Write out the rows verbatim, starting with the line that contains "locate window pane" and continuing through the last line of the rows, both ends included.

> Given information

** begin **

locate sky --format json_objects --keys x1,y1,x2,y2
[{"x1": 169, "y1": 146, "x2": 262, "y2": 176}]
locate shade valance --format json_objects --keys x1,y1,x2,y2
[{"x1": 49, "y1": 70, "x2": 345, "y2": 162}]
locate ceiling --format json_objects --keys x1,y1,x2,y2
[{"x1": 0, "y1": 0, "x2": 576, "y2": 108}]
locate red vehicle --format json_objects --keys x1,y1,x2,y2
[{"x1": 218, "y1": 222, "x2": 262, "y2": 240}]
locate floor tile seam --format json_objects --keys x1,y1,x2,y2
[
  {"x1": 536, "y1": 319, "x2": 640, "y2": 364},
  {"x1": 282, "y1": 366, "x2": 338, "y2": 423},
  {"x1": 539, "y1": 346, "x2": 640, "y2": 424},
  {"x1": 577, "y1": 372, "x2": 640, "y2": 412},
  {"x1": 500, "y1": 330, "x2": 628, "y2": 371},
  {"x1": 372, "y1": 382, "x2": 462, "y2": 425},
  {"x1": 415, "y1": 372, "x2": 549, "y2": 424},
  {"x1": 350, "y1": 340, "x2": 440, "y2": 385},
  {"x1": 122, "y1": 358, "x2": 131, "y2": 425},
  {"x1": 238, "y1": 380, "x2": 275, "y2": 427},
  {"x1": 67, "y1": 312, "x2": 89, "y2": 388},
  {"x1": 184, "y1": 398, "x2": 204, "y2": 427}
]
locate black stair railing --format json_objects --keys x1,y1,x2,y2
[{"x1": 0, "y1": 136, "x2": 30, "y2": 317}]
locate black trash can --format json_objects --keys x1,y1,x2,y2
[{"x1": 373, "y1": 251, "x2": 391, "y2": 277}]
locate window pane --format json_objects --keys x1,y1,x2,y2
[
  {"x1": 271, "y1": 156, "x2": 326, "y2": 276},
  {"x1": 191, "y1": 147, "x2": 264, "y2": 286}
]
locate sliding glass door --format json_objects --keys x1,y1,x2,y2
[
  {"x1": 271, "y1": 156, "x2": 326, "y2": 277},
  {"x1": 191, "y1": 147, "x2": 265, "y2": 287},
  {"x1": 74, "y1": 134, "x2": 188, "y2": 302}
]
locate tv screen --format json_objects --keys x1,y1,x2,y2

** end **

> Correct response
locate window pane --format json_objects --keys x1,y1,x2,y2
[
  {"x1": 271, "y1": 156, "x2": 326, "y2": 276},
  {"x1": 191, "y1": 147, "x2": 264, "y2": 286}
]
locate sliding glass door --format json_objects --keys x1,y1,x2,y2
[
  {"x1": 271, "y1": 156, "x2": 326, "y2": 277},
  {"x1": 191, "y1": 147, "x2": 265, "y2": 287},
  {"x1": 74, "y1": 134, "x2": 188, "y2": 302}
]
locate tv screen --format json_objects --keys x1,y1,x2,y2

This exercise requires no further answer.